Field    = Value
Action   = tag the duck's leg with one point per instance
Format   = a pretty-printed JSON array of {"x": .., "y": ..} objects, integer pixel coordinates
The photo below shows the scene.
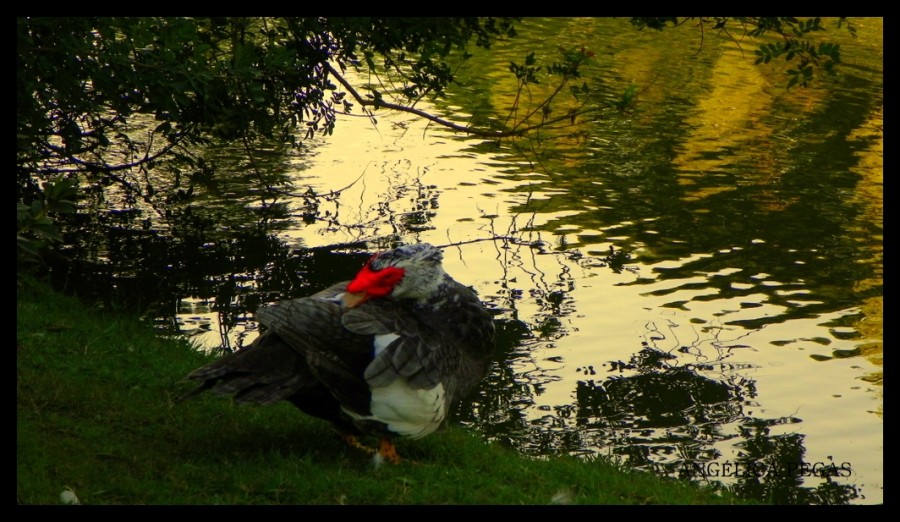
[
  {"x": 388, "y": 451},
  {"x": 354, "y": 442}
]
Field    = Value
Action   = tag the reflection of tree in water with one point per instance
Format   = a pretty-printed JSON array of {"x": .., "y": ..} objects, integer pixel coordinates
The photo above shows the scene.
[{"x": 663, "y": 410}]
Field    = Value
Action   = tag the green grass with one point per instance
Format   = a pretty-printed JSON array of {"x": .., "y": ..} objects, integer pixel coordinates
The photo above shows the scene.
[{"x": 97, "y": 412}]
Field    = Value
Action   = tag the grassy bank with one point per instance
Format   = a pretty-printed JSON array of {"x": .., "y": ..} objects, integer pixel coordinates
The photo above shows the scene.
[{"x": 96, "y": 412}]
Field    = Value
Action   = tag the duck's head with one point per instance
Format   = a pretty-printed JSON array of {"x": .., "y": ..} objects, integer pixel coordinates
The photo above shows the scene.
[{"x": 407, "y": 272}]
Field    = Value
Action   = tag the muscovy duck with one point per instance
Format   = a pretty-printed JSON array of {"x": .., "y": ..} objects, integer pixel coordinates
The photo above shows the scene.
[{"x": 385, "y": 354}]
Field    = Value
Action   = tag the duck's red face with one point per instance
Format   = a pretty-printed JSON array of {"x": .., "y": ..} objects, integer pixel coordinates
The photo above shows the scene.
[{"x": 370, "y": 283}]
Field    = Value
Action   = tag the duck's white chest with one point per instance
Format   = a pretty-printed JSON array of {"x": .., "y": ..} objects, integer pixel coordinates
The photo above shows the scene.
[{"x": 406, "y": 411}]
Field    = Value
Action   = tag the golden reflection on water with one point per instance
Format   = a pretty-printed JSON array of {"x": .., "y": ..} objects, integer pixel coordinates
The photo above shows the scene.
[{"x": 406, "y": 180}]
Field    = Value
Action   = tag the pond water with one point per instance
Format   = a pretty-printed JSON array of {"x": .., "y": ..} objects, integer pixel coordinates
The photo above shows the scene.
[{"x": 693, "y": 286}]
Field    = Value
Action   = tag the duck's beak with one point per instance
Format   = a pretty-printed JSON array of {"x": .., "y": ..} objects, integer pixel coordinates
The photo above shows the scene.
[{"x": 354, "y": 299}]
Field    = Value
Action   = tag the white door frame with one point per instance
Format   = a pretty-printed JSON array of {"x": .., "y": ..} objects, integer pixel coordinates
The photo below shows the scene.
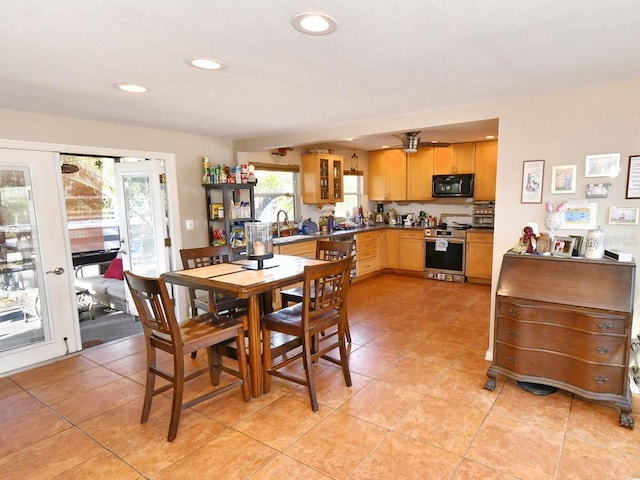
[{"x": 171, "y": 186}]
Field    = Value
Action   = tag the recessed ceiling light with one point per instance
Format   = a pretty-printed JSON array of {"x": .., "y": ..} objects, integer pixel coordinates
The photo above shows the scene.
[
  {"x": 205, "y": 63},
  {"x": 131, "y": 88},
  {"x": 314, "y": 23}
]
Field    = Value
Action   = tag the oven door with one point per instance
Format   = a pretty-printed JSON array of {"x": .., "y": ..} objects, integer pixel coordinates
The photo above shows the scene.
[{"x": 445, "y": 255}]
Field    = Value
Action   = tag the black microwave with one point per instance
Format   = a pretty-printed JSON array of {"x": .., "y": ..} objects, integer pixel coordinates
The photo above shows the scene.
[{"x": 457, "y": 185}]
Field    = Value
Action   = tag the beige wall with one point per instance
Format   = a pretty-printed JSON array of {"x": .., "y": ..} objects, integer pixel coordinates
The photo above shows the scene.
[
  {"x": 188, "y": 150},
  {"x": 560, "y": 128}
]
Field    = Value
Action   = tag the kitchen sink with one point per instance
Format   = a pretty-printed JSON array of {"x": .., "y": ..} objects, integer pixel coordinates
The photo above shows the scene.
[{"x": 290, "y": 238}]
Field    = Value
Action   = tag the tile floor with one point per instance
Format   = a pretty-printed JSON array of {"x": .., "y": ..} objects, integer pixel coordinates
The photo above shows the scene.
[{"x": 416, "y": 410}]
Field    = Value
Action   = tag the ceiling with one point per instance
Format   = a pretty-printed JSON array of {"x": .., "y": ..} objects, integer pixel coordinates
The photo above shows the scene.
[{"x": 386, "y": 58}]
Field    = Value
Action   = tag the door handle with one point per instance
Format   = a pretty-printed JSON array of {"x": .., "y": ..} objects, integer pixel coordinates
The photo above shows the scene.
[{"x": 57, "y": 271}]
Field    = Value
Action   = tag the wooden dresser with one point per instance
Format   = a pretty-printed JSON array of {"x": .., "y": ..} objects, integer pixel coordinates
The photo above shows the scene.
[{"x": 566, "y": 323}]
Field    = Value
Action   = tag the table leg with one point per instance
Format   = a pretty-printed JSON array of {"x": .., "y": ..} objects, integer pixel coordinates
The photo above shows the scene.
[{"x": 255, "y": 346}]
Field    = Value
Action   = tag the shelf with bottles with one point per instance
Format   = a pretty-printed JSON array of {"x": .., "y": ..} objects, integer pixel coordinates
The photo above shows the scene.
[{"x": 228, "y": 207}]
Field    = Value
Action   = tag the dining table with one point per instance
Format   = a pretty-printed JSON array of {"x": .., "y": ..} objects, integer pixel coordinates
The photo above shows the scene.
[{"x": 243, "y": 279}]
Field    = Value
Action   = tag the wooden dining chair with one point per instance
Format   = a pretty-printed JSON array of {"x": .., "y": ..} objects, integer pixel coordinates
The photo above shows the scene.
[
  {"x": 203, "y": 301},
  {"x": 163, "y": 332},
  {"x": 323, "y": 308},
  {"x": 325, "y": 250}
]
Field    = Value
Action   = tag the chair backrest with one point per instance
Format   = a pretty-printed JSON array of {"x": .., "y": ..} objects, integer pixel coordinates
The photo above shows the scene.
[
  {"x": 325, "y": 288},
  {"x": 155, "y": 309},
  {"x": 333, "y": 249},
  {"x": 204, "y": 256}
]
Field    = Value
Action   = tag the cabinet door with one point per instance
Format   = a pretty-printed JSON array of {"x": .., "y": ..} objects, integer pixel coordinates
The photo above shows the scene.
[
  {"x": 464, "y": 157},
  {"x": 443, "y": 160},
  {"x": 392, "y": 248},
  {"x": 411, "y": 251},
  {"x": 479, "y": 257},
  {"x": 486, "y": 166},
  {"x": 377, "y": 175},
  {"x": 419, "y": 173}
]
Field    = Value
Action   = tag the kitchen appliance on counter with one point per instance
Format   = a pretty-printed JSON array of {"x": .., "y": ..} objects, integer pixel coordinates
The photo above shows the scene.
[
  {"x": 445, "y": 254},
  {"x": 483, "y": 214},
  {"x": 457, "y": 185}
]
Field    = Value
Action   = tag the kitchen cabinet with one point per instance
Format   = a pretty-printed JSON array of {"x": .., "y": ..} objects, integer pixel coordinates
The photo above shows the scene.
[
  {"x": 411, "y": 250},
  {"x": 387, "y": 175},
  {"x": 391, "y": 248},
  {"x": 229, "y": 205},
  {"x": 366, "y": 253},
  {"x": 479, "y": 256},
  {"x": 485, "y": 170},
  {"x": 566, "y": 323},
  {"x": 322, "y": 180},
  {"x": 456, "y": 158},
  {"x": 419, "y": 173}
]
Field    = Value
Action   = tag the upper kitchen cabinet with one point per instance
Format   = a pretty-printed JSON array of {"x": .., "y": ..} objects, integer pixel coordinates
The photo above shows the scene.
[
  {"x": 322, "y": 178},
  {"x": 419, "y": 172},
  {"x": 388, "y": 175},
  {"x": 485, "y": 170},
  {"x": 457, "y": 158}
]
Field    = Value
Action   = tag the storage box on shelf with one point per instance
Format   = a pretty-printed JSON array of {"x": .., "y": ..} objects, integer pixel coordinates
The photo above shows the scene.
[
  {"x": 229, "y": 205},
  {"x": 566, "y": 323}
]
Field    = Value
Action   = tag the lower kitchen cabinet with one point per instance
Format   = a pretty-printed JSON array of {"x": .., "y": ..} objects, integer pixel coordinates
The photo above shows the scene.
[
  {"x": 479, "y": 256},
  {"x": 366, "y": 253},
  {"x": 411, "y": 250},
  {"x": 566, "y": 323}
]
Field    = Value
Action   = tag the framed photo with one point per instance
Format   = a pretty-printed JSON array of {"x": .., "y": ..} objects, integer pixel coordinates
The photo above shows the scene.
[
  {"x": 562, "y": 246},
  {"x": 580, "y": 214},
  {"x": 563, "y": 179},
  {"x": 532, "y": 176},
  {"x": 623, "y": 216},
  {"x": 605, "y": 165},
  {"x": 577, "y": 246},
  {"x": 598, "y": 190},
  {"x": 633, "y": 177}
]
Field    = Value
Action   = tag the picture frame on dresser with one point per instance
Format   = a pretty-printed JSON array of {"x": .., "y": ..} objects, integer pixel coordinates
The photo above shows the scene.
[{"x": 562, "y": 246}]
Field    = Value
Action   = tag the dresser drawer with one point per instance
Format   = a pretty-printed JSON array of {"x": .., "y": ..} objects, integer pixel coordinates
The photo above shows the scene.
[
  {"x": 572, "y": 371},
  {"x": 589, "y": 346},
  {"x": 587, "y": 320}
]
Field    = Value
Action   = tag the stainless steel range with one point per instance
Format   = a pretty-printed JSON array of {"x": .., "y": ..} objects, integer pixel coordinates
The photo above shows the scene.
[{"x": 445, "y": 254}]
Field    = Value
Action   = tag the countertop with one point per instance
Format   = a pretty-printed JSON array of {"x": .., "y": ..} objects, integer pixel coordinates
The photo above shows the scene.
[{"x": 286, "y": 240}]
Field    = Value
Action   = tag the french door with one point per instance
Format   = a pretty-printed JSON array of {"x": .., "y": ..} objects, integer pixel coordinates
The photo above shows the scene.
[{"x": 38, "y": 314}]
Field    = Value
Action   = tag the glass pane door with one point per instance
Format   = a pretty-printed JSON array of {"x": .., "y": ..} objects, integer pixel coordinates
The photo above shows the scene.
[{"x": 32, "y": 328}]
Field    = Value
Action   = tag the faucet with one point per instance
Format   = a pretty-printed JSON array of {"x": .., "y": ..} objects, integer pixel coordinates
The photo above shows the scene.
[{"x": 278, "y": 224}]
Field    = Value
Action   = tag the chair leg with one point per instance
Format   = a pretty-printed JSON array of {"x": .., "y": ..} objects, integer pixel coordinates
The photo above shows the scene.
[
  {"x": 242, "y": 366},
  {"x": 149, "y": 386},
  {"x": 178, "y": 390},
  {"x": 267, "y": 360},
  {"x": 308, "y": 364}
]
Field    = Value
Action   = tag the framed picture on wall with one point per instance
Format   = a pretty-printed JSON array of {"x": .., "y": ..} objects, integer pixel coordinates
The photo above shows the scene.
[
  {"x": 633, "y": 177},
  {"x": 563, "y": 179},
  {"x": 532, "y": 177}
]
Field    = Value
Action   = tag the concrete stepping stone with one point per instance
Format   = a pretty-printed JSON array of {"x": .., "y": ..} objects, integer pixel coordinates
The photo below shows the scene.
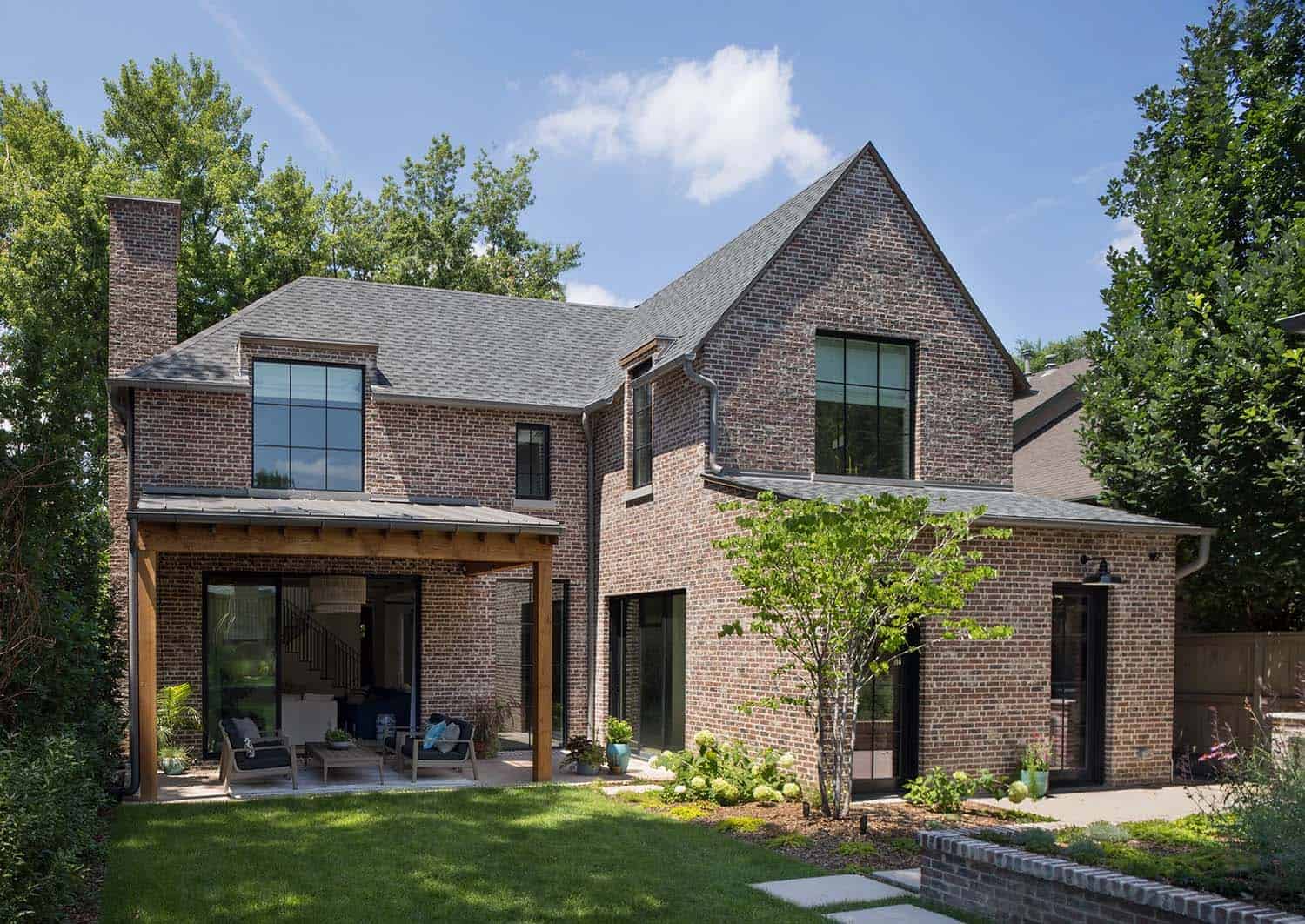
[
  {"x": 903, "y": 879},
  {"x": 816, "y": 890},
  {"x": 892, "y": 914}
]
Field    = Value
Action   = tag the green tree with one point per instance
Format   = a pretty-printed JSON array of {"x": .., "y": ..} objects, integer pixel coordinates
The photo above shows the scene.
[
  {"x": 843, "y": 592},
  {"x": 435, "y": 235},
  {"x": 1061, "y": 352},
  {"x": 1195, "y": 409}
]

[To do]: Extract every line in the rows above that contains the word "dresser", and copy each one in full.

[Exercise response]:
Action   = tag the wooden dresser with one point per instance
Action   = tag the picture frame on dresser with one point per instance
Action   = tag the dresser drawer with one point per instance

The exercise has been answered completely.